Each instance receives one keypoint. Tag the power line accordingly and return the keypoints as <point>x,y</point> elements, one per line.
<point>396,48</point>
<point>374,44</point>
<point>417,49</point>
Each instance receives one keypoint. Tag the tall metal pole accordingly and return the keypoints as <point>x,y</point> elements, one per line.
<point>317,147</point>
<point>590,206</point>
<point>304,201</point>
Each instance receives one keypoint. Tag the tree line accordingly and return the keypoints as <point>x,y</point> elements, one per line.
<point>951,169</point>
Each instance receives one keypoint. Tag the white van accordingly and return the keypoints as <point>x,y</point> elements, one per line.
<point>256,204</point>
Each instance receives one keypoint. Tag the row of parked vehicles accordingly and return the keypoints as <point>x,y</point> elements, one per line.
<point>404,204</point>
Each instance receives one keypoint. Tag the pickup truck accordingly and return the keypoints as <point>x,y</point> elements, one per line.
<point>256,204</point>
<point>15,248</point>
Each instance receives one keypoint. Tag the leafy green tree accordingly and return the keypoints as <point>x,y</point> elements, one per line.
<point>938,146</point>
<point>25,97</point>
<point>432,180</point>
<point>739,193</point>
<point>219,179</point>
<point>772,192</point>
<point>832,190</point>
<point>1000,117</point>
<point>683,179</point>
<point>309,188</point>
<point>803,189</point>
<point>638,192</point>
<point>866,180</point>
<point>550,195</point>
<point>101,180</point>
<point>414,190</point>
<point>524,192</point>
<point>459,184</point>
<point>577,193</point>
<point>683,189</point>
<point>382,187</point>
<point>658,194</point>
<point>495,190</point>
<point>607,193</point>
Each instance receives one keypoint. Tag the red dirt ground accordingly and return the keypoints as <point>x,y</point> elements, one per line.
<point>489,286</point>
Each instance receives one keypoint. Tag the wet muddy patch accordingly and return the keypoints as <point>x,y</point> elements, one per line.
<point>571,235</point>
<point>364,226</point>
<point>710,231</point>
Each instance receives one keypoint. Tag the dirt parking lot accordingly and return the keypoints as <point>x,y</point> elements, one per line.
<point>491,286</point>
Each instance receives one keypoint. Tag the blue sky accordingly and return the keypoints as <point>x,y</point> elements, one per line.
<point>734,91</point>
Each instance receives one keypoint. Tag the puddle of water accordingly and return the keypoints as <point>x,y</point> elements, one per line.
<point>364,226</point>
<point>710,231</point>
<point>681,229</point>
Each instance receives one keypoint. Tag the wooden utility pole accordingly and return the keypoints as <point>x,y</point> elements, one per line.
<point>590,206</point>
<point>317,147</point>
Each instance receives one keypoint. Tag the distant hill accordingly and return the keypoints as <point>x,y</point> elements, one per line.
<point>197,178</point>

• **Directive**
Could you print the entire listing above again, line for line, with every character unchanged?

• **Response**
Each instance receives one keypoint. Tag the power line accordingly and return the keypoints as <point>x,y</point> elements, one per line.
<point>396,48</point>
<point>374,44</point>
<point>417,49</point>
Each instance receives one keypoint. Tag the tall metal pole accordingly and return the keypoints as <point>x,y</point> elements, one per line.
<point>317,147</point>
<point>590,206</point>
<point>304,201</point>
Each instance receives one keypoint. Tag the tree line accordingly and return the keypoints as <point>x,y</point> elements, one per line.
<point>951,169</point>
Each instance receives one keypoint. Tag the white van accordingly and return the keypoints as <point>x,y</point> elements, one per line.
<point>256,204</point>
Each instance receives one keypoint. Tag the row of parked vehicles accordingly and return the keypoints as <point>x,y</point> elements, one per line.
<point>404,204</point>
Each instance receives one keypoint. Tag the pickup truck accordingly and return the keypoints as <point>x,y</point> elements, one per line.
<point>256,204</point>
<point>15,248</point>
Each instance receives one keypoint. Tag the leafy green tree accordingly and return the keypoints as <point>x,y</point> elements, one per line.
<point>938,146</point>
<point>25,97</point>
<point>432,180</point>
<point>739,193</point>
<point>219,179</point>
<point>772,192</point>
<point>832,190</point>
<point>1000,117</point>
<point>683,179</point>
<point>309,188</point>
<point>803,189</point>
<point>638,192</point>
<point>866,180</point>
<point>550,195</point>
<point>101,180</point>
<point>414,190</point>
<point>524,192</point>
<point>459,184</point>
<point>577,193</point>
<point>683,189</point>
<point>382,187</point>
<point>658,194</point>
<point>495,190</point>
<point>607,193</point>
Each instance receives one keypoint. Tag the red dirt ground accordingly and return the keypoints as <point>x,y</point> elements, one per line.
<point>489,286</point>
Each instance receives one keypoint. Tag the wet muddy patch accordingly and return the keypoints as <point>x,y</point> elements, one per line.
<point>571,235</point>
<point>364,226</point>
<point>710,231</point>
Each instance receives one keypoint. Tag the dirt parking lot accordingly and return the keypoints as <point>x,y</point> elements, one per line.
<point>491,286</point>
Each instance receives one keypoint. Tag the blue sky accordingly and return the keypoints as <point>x,y</point> elements, one per line.
<point>734,91</point>
Each instance receives one keypoint. Tag the puddle of water accordingly and return the keypoints as <point>x,y</point> elements, one per line.
<point>364,226</point>
<point>710,231</point>
<point>681,229</point>
Each instance receives one keypoint. Tag the wooden utility pole accordingly and return the keypoints as <point>x,y</point> elements, one per line.
<point>590,206</point>
<point>317,147</point>
Each instance receives one keypoint. Tag the distant hill accordingly and return the keypoints as <point>x,y</point> elements, one per line.
<point>197,178</point>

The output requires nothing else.